- [SET PROBLEM]
Swap "Wildlife-tally request" for "Object-count request" in all of the records below, and leave everything else unchanged.

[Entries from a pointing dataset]
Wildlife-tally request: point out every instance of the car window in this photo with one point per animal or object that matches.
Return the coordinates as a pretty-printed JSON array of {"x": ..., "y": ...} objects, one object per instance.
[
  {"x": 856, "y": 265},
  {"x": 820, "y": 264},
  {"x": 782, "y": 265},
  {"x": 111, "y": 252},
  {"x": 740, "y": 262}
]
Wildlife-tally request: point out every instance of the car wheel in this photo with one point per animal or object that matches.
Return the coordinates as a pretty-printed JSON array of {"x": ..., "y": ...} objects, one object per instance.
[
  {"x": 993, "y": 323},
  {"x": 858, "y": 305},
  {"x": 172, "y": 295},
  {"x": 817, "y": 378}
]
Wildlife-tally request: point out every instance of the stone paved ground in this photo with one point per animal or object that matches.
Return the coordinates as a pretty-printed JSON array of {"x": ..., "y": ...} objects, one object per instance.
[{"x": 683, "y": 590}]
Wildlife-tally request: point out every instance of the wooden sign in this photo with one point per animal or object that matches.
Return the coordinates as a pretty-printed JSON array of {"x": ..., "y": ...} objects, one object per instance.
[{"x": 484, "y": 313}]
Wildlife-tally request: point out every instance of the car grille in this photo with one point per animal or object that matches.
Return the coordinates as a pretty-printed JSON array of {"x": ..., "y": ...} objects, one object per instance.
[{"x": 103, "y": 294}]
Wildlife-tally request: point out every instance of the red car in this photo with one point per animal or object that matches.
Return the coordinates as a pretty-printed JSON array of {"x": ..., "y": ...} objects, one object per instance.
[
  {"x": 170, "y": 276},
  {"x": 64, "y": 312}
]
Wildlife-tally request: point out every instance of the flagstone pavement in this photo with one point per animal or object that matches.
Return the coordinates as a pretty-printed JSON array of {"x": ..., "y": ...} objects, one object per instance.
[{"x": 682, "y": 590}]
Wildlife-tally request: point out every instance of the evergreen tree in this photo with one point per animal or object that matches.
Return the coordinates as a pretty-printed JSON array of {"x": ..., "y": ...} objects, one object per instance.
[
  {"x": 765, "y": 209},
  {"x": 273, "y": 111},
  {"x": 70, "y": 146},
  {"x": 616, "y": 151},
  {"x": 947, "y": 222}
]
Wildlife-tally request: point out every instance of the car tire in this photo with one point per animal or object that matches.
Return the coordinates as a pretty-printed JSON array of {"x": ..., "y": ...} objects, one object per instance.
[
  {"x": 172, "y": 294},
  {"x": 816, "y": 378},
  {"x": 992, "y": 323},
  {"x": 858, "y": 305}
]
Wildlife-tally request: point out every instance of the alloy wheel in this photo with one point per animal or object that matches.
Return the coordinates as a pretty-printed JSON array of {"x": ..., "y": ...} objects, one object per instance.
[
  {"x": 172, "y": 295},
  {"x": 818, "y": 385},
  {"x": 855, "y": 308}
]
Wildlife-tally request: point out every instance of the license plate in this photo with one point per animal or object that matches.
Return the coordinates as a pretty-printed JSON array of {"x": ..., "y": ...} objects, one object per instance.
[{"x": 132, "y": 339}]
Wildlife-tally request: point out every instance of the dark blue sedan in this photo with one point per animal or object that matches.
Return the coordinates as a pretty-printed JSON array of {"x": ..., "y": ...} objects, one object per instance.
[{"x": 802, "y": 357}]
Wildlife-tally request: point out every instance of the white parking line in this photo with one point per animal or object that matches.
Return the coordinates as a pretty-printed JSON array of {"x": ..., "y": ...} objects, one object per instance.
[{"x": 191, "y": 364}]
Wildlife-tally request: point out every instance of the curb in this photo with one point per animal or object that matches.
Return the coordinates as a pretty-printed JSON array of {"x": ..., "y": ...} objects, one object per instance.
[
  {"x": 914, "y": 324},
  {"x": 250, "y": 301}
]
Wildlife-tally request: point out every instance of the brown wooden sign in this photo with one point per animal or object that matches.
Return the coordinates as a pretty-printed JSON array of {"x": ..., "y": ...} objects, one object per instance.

- [ANSWER TO THE PROBLEM]
Object-count request: point out every instance of the car window in this photo with one point per animal or object that matches.
Return the coordinates as a pretty-printed JSON array of {"x": ..., "y": ...} objects, one object per instance.
[
  {"x": 856, "y": 265},
  {"x": 820, "y": 264},
  {"x": 782, "y": 265},
  {"x": 111, "y": 252},
  {"x": 740, "y": 262}
]
Object-count request: point out every instance of the car wheel in this photo with one point per animal or object that matches.
Return the coordinates as a pretty-printed JSON array of {"x": ..., "y": ...} objects, one object per instance.
[
  {"x": 993, "y": 323},
  {"x": 858, "y": 305},
  {"x": 172, "y": 295},
  {"x": 817, "y": 378}
]
Object-count request: point out every instance of the stone paved ground in this photo with one point per animal or object that matches.
Return the coordinates as a pretty-printed JSON array of {"x": ..., "y": ...} objects, one object per instance.
[{"x": 683, "y": 590}]
Object-count request: point out every instance of the wooden sign in this photo with one point per animal or object that matches.
Return the coordinates as a pretty-printed JSON array of {"x": ..., "y": ...} objects, one object per instance.
[{"x": 484, "y": 313}]
Object-count request: point out every instance of the car grille in this photo with one point per animal or object that matches.
Return the coordinates as a pretty-printed JSON array of {"x": ..., "y": ...} objects, one object per instance.
[{"x": 103, "y": 294}]
Object-count request: point out every instance of the red car in this photo with one point per animal or object that matches.
Return the coordinates as a pretty-printed JSON array of {"x": ..., "y": ...} objects, one object per instance.
[
  {"x": 170, "y": 276},
  {"x": 64, "y": 312}
]
Object-count request: point out every instance of the flagstone pavement in this photo with one point per animal or object that matches.
Return the coordinates as a pretty-printed JSON array of {"x": ..., "y": ...} objects, one object per instance.
[{"x": 682, "y": 590}]
Object-count request: point out every instance of the evergreen tree in this photo with one point per animal or object that matches.
Return the coordinates as a pretty-printed JSON array of {"x": ..., "y": ...} objects, one object per instance.
[
  {"x": 765, "y": 209},
  {"x": 273, "y": 111},
  {"x": 70, "y": 146},
  {"x": 616, "y": 151},
  {"x": 947, "y": 222}
]
Object-count request: point out every instance of the car tire in this photo with one point per animal or object that matches.
Return the coordinates as a pretty-printed JSON array of {"x": ..., "y": ...} objects, one object per instance.
[
  {"x": 172, "y": 294},
  {"x": 816, "y": 378},
  {"x": 992, "y": 323},
  {"x": 858, "y": 305}
]
Object-count request: point out every instance of the alloy wheel in this photo with one point per animal or object that matches.
Return the coordinates as a pretty-printed JSON array of {"x": ..., "y": ...} objects, one object per instance.
[
  {"x": 172, "y": 295},
  {"x": 818, "y": 385},
  {"x": 855, "y": 308}
]
Object-count request: point out every instance of the license plate in this photo with one point per animal or object that matches.
Return the coordinates as a pretty-printed JSON array of {"x": ..., "y": ...} objects, one object per instance.
[{"x": 132, "y": 339}]
Object-count request: point out every instance of the dark blue sedan in this photo with one point per animal or object that matches.
Return the coordinates as a pretty-printed JSON array of {"x": ..., "y": ...} objects, one object per instance.
[{"x": 802, "y": 357}]
Object-count request: point out every instance of the white parking line in this photo with one point per animal or object that matches.
Return the coordinates as a pretty-printed JSON array of {"x": ..., "y": ...} objects, one object per instance.
[{"x": 191, "y": 364}]
Object-count request: point out every instance of the curb in this photo with one point per animal or object that matches.
Return the coordinates as a pretty-printed JSON array of {"x": ..., "y": ...} objects, one object per instance.
[
  {"x": 914, "y": 324},
  {"x": 250, "y": 301}
]
Object-count request: point out every instance of the brown wooden sign in this photo with one point per animal or object that matches.
Return the coordinates as a pretty-printed JSON array of {"x": ..., "y": ...} objects, one object per instance.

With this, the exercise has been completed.